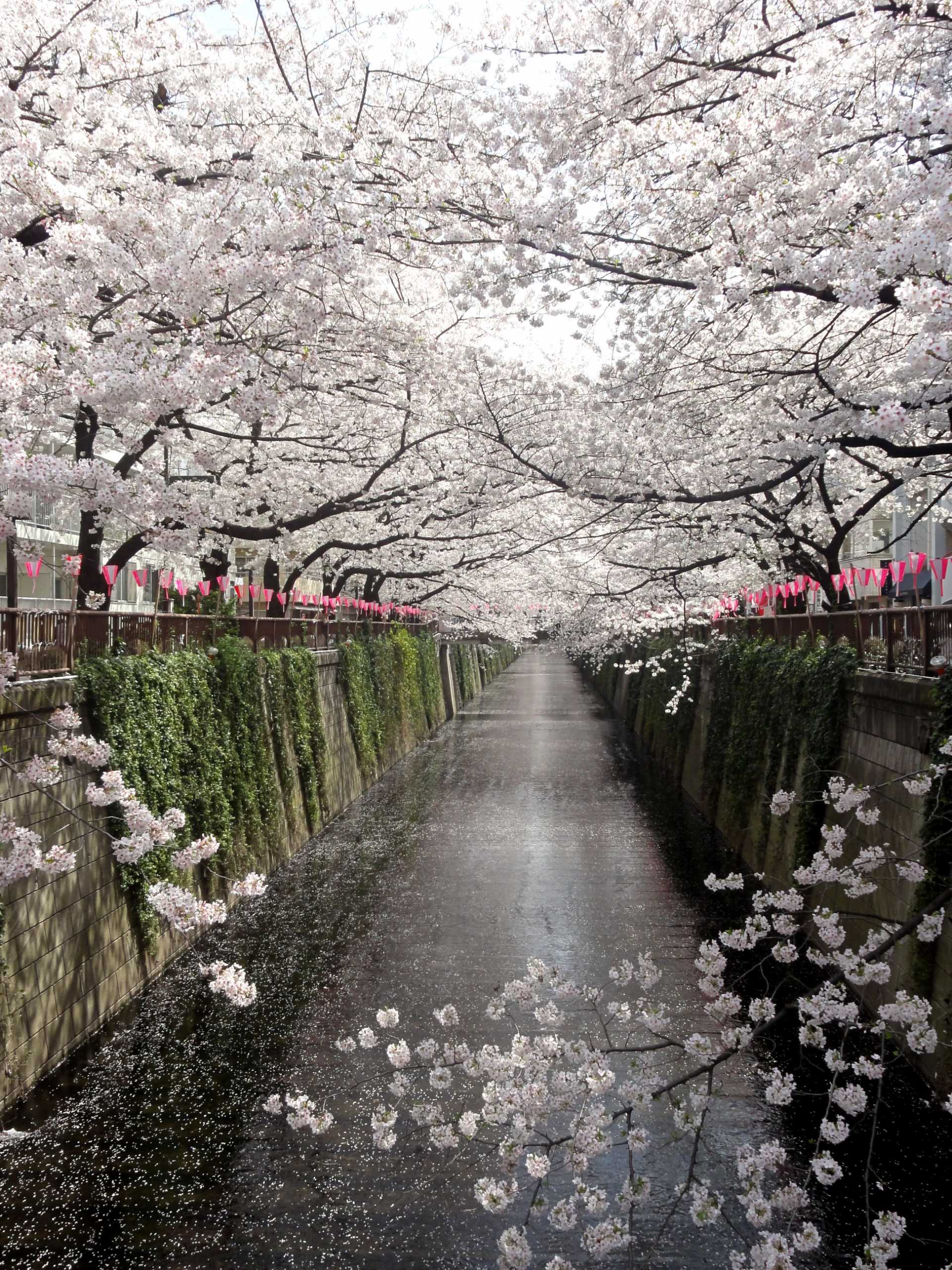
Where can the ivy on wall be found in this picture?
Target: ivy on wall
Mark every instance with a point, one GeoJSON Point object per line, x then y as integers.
{"type": "Point", "coordinates": [220, 738]}
{"type": "Point", "coordinates": [777, 715]}
{"type": "Point", "coordinates": [465, 671]}
{"type": "Point", "coordinates": [393, 691]}
{"type": "Point", "coordinates": [936, 833]}
{"type": "Point", "coordinates": [230, 740]}
{"type": "Point", "coordinates": [662, 667]}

◆ ◆ ◆

--- Written request ---
Return each line exactly as written. Any picture gets left out.

--- Solution for this task ---
Where can the ivy on wall be found in this picture?
Target: ivy on wall
Mark every instance with a point, one GeoJSON Point object per line, x then y as integers.
{"type": "Point", "coordinates": [220, 738]}
{"type": "Point", "coordinates": [777, 715]}
{"type": "Point", "coordinates": [465, 671]}
{"type": "Point", "coordinates": [393, 691]}
{"type": "Point", "coordinates": [936, 833]}
{"type": "Point", "coordinates": [230, 740]}
{"type": "Point", "coordinates": [662, 667]}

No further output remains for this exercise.